Continue the news article about expected job losses at Sustrans, picking up after its final paragraph on the two consultancy reports.

--- Document section Enclosed Below ---

With cycling and walking likely to be starved of cash by the end of this month there are fears of job losses at Sustrans.

Job losses at Sustrans expected as Gov’t pulls plug on cycle funding

Staff at Sustrans fear there will be “significant” job losses at the charity when chancellor George Osborne cuts funding for active travel at the end of the month. Osborne is expected to dramatically rein back on support for cycling and walking in the Comprehensive Spending Review, due on 25th November. For the past five years active travel modes in some cities have benefitted from projects supported by the Local Sustainable Transport Fund. However, this fund ends in April 2016.

While roads minister Robert Goodwill has recently expressed his support for cycling his boss is much less of a fan. “Buses, bikes and boots” are expected to be losers in the CSR cuts that Transport Secretary Patrick McLoughlin has already agreed to make. Long-distance infrastructure projects – such as the £15n road programme and the £50bn to be spent on HS2 – will be protected, it’s expected, but funding support for short-distance travel will be increasingly left up to local authorities, which are facing swinging government cuts of their own.

The Tory manifesto commitments to make cycling “safe” and to “double the number of [cycle] journeys by 2025" will not be met without funding support, say experts, but the fear is that funding will be almost wholly withdrawn.

It’s against this pessimistic background that Sustrans commissioned a management consultancy to look at the charity’s governance and how it can move forward in a scenario where it would have to survive on a reduced budget, much of it to date provided by local and national government. Sustrans employs 670 people around the UK. The 200 or so working in London are largely expected to remain untouched by any redundancies because Transport for London is forging ahead with big budget cycling projects. However, at the Sustrans HQ in Bristol, and in satellite offices in the rest of the UK, there’s widespread belief among staff that “significant” job cuts are on the way.

Earlier this year Sustrans appointed management consultancy Extended Mind of Hackney, London, to carry out an appraisal of the charity, focussing on its organisational structure. Two reports have been written and they are said to be critical of the way the charity is run. The earlier of the two reports concerned the way the Bristol HQ of Sustrans has been managed. The second and later report focusses on the workings of the charity elsewhere in the UK, but outside of London.

--- End of Enclosed Document section ---
--- Information provided Enclosed Below ---

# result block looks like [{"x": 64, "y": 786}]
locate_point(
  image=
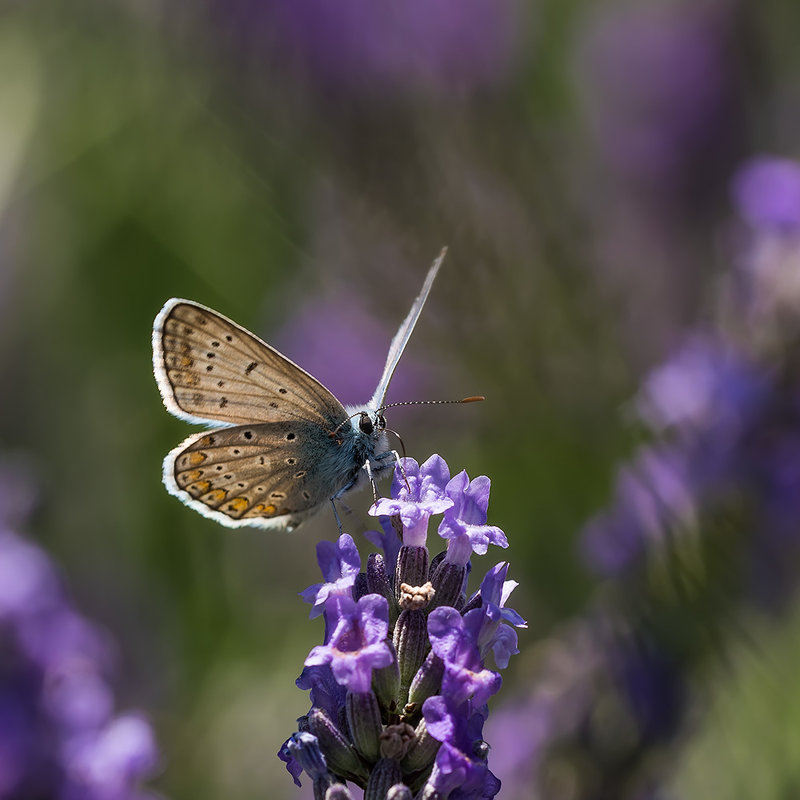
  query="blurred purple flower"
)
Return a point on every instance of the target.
[
  {"x": 660, "y": 87},
  {"x": 600, "y": 689},
  {"x": 766, "y": 192},
  {"x": 58, "y": 733},
  {"x": 419, "y": 45},
  {"x": 655, "y": 495},
  {"x": 706, "y": 382},
  {"x": 358, "y": 642}
]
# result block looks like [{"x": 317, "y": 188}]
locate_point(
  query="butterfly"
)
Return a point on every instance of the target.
[{"x": 278, "y": 445}]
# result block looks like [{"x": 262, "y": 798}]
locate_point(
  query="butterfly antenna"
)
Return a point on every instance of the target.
[{"x": 475, "y": 398}]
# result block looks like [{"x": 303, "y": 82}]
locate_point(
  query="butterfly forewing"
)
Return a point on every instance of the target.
[
  {"x": 257, "y": 474},
  {"x": 211, "y": 370}
]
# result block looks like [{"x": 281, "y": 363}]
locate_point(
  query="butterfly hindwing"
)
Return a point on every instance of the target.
[
  {"x": 266, "y": 474},
  {"x": 211, "y": 370}
]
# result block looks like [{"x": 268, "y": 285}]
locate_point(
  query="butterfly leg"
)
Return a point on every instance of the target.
[
  {"x": 336, "y": 513},
  {"x": 396, "y": 459}
]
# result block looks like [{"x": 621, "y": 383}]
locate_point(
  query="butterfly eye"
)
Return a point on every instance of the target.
[{"x": 365, "y": 423}]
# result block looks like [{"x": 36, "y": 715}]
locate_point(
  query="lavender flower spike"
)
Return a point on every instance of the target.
[
  {"x": 358, "y": 643},
  {"x": 455, "y": 640},
  {"x": 464, "y": 523},
  {"x": 398, "y": 700},
  {"x": 418, "y": 491},
  {"x": 494, "y": 621},
  {"x": 339, "y": 563}
]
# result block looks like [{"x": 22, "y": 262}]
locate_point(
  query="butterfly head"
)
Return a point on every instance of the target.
[{"x": 371, "y": 422}]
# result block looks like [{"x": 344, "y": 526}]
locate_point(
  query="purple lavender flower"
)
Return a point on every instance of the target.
[
  {"x": 495, "y": 631},
  {"x": 454, "y": 639},
  {"x": 459, "y": 770},
  {"x": 339, "y": 563},
  {"x": 358, "y": 642},
  {"x": 59, "y": 736},
  {"x": 418, "y": 491},
  {"x": 400, "y": 696},
  {"x": 464, "y": 523}
]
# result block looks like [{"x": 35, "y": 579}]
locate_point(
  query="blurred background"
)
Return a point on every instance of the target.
[{"x": 297, "y": 166}]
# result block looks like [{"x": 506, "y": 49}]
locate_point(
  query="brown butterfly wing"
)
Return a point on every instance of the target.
[
  {"x": 268, "y": 474},
  {"x": 211, "y": 370}
]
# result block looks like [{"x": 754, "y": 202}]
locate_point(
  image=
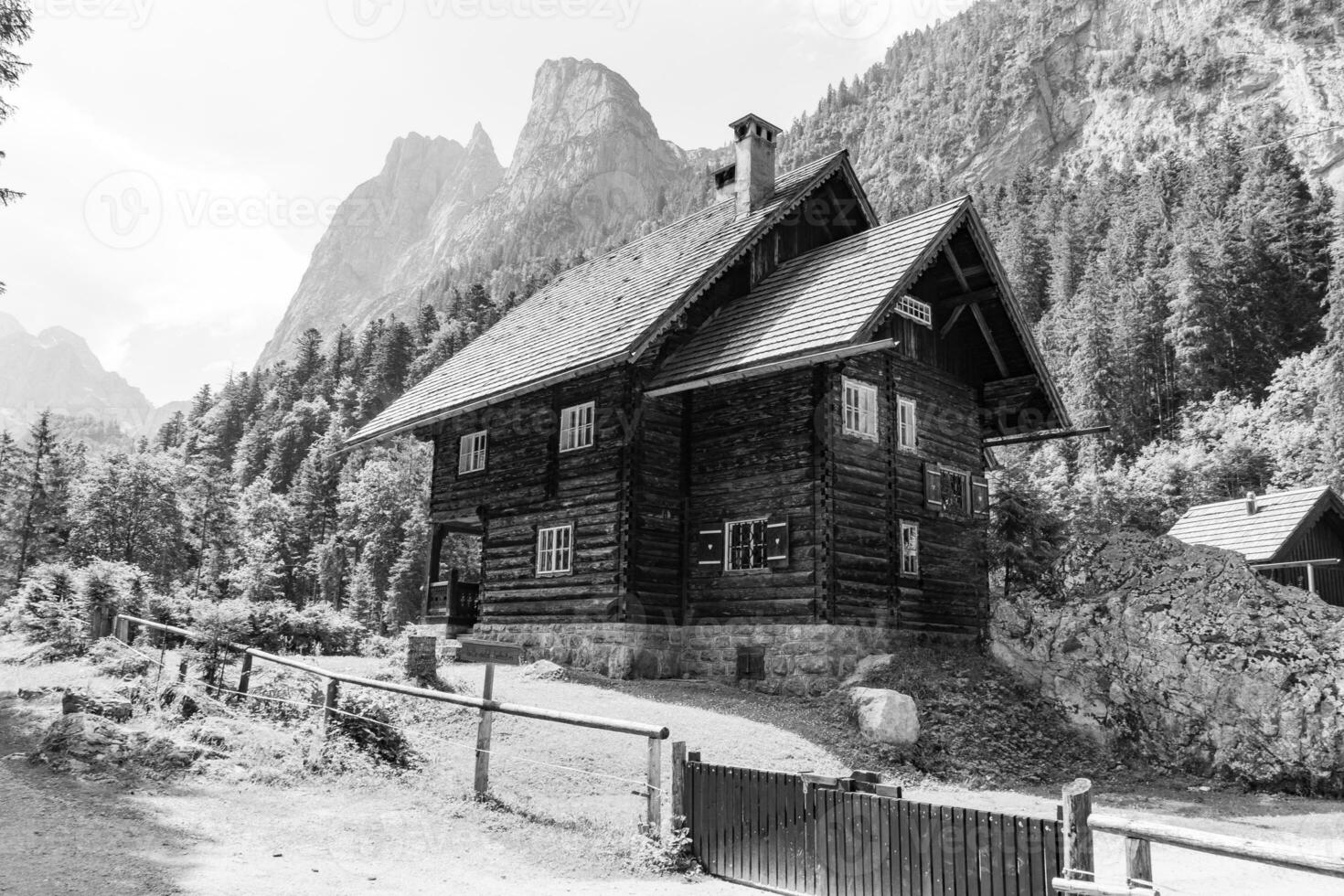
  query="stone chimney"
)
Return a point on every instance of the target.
[{"x": 752, "y": 176}]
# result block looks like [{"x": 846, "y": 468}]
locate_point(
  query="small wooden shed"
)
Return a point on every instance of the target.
[{"x": 1296, "y": 538}]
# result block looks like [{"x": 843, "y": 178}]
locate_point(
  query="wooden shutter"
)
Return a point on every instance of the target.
[
  {"x": 777, "y": 543},
  {"x": 978, "y": 496},
  {"x": 709, "y": 547},
  {"x": 933, "y": 486}
]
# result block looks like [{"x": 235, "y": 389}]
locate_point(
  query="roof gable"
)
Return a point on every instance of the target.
[
  {"x": 600, "y": 314},
  {"x": 1261, "y": 538},
  {"x": 818, "y": 301}
]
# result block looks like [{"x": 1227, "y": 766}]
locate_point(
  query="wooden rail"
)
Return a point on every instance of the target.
[
  {"x": 485, "y": 704},
  {"x": 1140, "y": 835}
]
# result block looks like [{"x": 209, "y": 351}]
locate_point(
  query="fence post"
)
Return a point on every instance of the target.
[
  {"x": 655, "y": 817},
  {"x": 325, "y": 723},
  {"x": 1138, "y": 861},
  {"x": 483, "y": 736},
  {"x": 245, "y": 676},
  {"x": 677, "y": 784},
  {"x": 1078, "y": 847}
]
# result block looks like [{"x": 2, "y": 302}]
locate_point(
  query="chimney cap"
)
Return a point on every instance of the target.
[{"x": 742, "y": 125}]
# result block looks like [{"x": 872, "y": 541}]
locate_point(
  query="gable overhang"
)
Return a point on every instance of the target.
[
  {"x": 840, "y": 164},
  {"x": 969, "y": 218},
  {"x": 1328, "y": 501}
]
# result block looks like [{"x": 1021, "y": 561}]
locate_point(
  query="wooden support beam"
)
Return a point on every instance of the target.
[
  {"x": 483, "y": 736},
  {"x": 989, "y": 338},
  {"x": 952, "y": 321},
  {"x": 1044, "y": 435},
  {"x": 955, "y": 268},
  {"x": 1078, "y": 847},
  {"x": 773, "y": 367}
]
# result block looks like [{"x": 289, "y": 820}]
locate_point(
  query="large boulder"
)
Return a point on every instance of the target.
[
  {"x": 1186, "y": 657},
  {"x": 886, "y": 716}
]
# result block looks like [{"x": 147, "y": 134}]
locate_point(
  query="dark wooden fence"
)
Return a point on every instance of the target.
[{"x": 827, "y": 837}]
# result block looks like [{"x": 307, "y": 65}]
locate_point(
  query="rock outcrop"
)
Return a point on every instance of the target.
[
  {"x": 1184, "y": 656},
  {"x": 886, "y": 716}
]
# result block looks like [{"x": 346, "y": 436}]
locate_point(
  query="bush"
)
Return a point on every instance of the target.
[
  {"x": 114, "y": 658},
  {"x": 371, "y": 727},
  {"x": 51, "y": 610}
]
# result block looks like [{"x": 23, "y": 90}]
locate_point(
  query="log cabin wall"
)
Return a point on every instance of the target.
[
  {"x": 527, "y": 484},
  {"x": 752, "y": 454},
  {"x": 1321, "y": 541},
  {"x": 874, "y": 486}
]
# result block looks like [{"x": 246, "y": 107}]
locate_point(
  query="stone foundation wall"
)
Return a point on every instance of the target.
[{"x": 798, "y": 658}]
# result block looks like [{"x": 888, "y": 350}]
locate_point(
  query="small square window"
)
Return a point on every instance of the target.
[
  {"x": 910, "y": 549},
  {"x": 955, "y": 492},
  {"x": 555, "y": 549},
  {"x": 860, "y": 410},
  {"x": 907, "y": 430},
  {"x": 471, "y": 453},
  {"x": 746, "y": 546},
  {"x": 577, "y": 427}
]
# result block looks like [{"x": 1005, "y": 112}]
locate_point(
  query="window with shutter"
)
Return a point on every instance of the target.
[
  {"x": 978, "y": 496},
  {"x": 471, "y": 453},
  {"x": 933, "y": 486},
  {"x": 777, "y": 541},
  {"x": 709, "y": 547}
]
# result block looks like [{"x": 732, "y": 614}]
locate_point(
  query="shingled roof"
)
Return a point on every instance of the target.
[
  {"x": 815, "y": 303},
  {"x": 1263, "y": 535},
  {"x": 594, "y": 315}
]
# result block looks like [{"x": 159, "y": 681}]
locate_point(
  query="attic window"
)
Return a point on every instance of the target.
[{"x": 915, "y": 311}]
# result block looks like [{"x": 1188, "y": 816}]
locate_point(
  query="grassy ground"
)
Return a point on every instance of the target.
[{"x": 566, "y": 806}]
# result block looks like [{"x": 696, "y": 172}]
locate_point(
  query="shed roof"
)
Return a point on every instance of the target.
[
  {"x": 817, "y": 301},
  {"x": 595, "y": 314},
  {"x": 1258, "y": 536}
]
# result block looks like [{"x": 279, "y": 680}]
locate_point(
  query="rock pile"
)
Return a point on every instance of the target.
[{"x": 1189, "y": 658}]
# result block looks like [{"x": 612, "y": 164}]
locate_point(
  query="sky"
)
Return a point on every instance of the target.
[{"x": 182, "y": 157}]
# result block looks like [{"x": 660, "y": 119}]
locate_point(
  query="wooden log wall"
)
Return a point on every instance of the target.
[
  {"x": 752, "y": 455},
  {"x": 878, "y": 485},
  {"x": 528, "y": 484}
]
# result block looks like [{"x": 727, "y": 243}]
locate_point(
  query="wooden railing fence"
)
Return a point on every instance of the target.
[
  {"x": 1081, "y": 822},
  {"x": 485, "y": 704}
]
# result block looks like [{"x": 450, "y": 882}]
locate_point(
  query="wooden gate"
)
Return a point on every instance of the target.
[{"x": 816, "y": 837}]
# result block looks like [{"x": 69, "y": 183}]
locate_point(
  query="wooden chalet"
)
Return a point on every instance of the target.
[
  {"x": 772, "y": 412},
  {"x": 1295, "y": 538}
]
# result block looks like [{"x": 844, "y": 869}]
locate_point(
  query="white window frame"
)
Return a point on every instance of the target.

--- End of Enclosed Information provided ---

> [Output]
Sustrans’ chief executive Malcolm Shepherd is to retire early next year. The charity is soon to start a search for his successor.

Extended Mind is a small consultancy, co-founded by business consultant Tony Hall, author of management book “The Leadership Illusion” of 2010.

Extended Mind promises to help clients build “leadership skills” through psychology and neuroscience so they can deliver “lasting organisational change”. According to the Extended Mind website the company helps its clients “to understand the current state of collaboration within your organisation and with your external partners.” Previous clients include Vodafone, Channel 4 and the chemicals-to-healthcare company Akzo Nobel.

2015 is the 20th anniversary of the creation of Sustrans’ £42.5m National Cycle Network. Since 1995 Sustrans has grown and grown, and in some respects has operated as the sustainable transport wing of the Department for Transport.

Sustrans is one of the organisations pushing for the government to release its Cycling and Walking Investment Strategy, CWIS, known as “cee-whizz”. The strategy isn’t expected until summer 2016, some months after cash has dried up from the Local Sustainable Transport Fund.

Experts warn that the Tory belief in a “toxic mix” of “small stateism” and “big roadism” will lead to a number of years in which cycling and walking will be neglected by national government.

One expert told BikeBiz: “We have to prepare for the worst. There are no indications that active travel modes will get anything out of the Comprehensive Spending Review. The government believes major infrastructure projects will generate economic growth, and our arguments about health, the environment, the economic potential of cycling and how building more roads leads to more congestion have fallen on deaf ears.”

He added: “Patrick McLoughlin has persuaded himself that “further and faster” projects are the only transport interventions that can deliver economic growth so everything else can, and will, be ignored.”